▶ _WRITTEN PROBLEM_:
Copy the data starting at the line with "written like <point>594,645</point>." and ending at the line with "<point>659,167</point>", swapping "eyebrow" for "eyelash" and leaving everything else unchanged.

▶ _RECORDED INFORMATION_:

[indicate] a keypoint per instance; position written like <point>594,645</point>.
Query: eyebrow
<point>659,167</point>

---

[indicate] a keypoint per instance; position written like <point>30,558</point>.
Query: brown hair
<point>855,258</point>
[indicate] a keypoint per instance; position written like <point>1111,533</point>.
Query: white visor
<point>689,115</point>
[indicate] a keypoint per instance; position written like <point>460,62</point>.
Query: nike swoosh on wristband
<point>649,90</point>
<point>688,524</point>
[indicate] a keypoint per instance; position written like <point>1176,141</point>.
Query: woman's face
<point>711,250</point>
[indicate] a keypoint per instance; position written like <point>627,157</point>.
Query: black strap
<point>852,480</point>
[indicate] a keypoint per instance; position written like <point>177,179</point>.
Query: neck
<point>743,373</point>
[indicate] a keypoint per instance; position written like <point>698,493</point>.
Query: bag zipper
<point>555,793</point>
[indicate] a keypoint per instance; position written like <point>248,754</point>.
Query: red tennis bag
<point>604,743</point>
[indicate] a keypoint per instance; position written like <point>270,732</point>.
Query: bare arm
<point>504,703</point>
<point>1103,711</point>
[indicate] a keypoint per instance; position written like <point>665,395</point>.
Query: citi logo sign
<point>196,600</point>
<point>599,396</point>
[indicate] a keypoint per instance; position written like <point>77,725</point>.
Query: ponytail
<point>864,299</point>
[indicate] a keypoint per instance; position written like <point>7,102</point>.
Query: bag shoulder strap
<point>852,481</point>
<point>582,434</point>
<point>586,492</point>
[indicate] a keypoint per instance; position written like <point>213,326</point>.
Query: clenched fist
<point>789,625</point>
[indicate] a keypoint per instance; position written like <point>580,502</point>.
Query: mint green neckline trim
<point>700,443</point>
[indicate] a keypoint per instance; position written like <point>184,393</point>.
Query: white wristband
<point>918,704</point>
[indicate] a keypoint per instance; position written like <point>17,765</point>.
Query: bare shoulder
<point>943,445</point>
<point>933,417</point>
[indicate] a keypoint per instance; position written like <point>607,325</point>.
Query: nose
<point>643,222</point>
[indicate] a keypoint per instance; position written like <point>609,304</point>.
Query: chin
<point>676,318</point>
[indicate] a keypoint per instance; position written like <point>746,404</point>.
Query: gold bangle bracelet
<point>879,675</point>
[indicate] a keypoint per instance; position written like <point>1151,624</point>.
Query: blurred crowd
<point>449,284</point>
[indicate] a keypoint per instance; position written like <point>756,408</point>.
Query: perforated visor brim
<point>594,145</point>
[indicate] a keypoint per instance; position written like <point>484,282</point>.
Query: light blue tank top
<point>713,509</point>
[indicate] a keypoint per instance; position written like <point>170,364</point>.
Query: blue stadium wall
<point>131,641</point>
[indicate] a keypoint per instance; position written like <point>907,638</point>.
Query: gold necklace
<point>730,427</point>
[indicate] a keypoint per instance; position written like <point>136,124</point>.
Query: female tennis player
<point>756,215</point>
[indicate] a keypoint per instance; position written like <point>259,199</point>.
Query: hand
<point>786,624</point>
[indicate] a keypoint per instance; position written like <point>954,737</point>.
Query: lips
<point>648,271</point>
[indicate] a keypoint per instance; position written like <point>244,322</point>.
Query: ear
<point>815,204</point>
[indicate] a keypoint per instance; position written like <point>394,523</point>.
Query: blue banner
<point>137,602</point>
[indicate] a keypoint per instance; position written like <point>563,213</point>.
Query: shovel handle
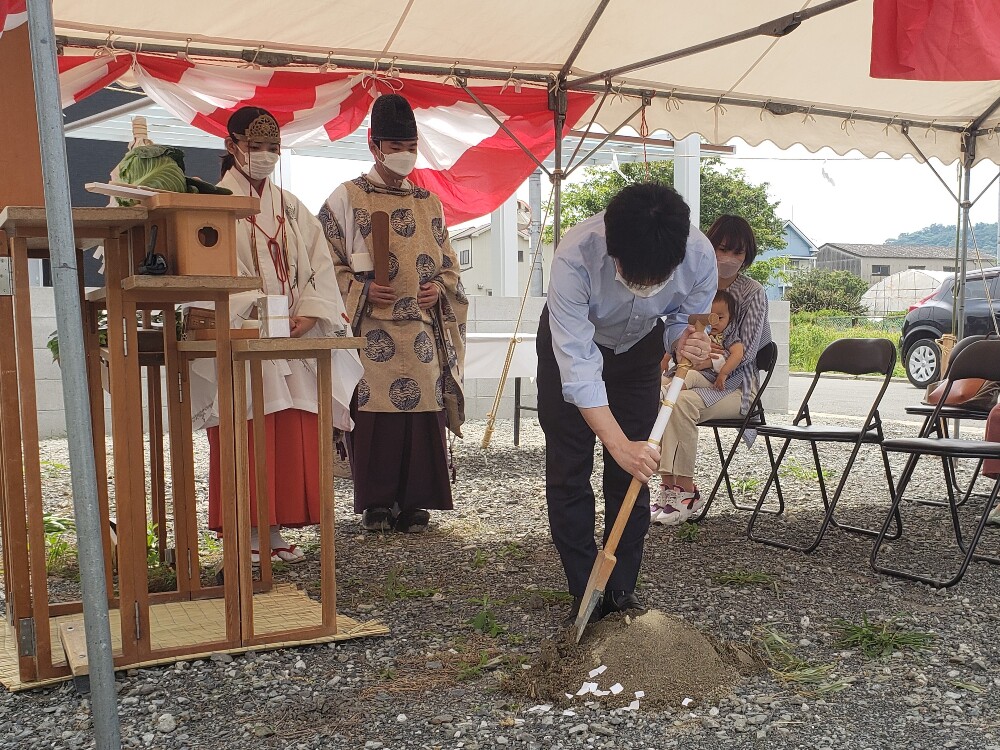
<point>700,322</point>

▶ _WRITTEN SOLUTION_:
[indicate] a keypoint per instance; position written like <point>594,645</point>.
Query: eyelash
<point>659,167</point>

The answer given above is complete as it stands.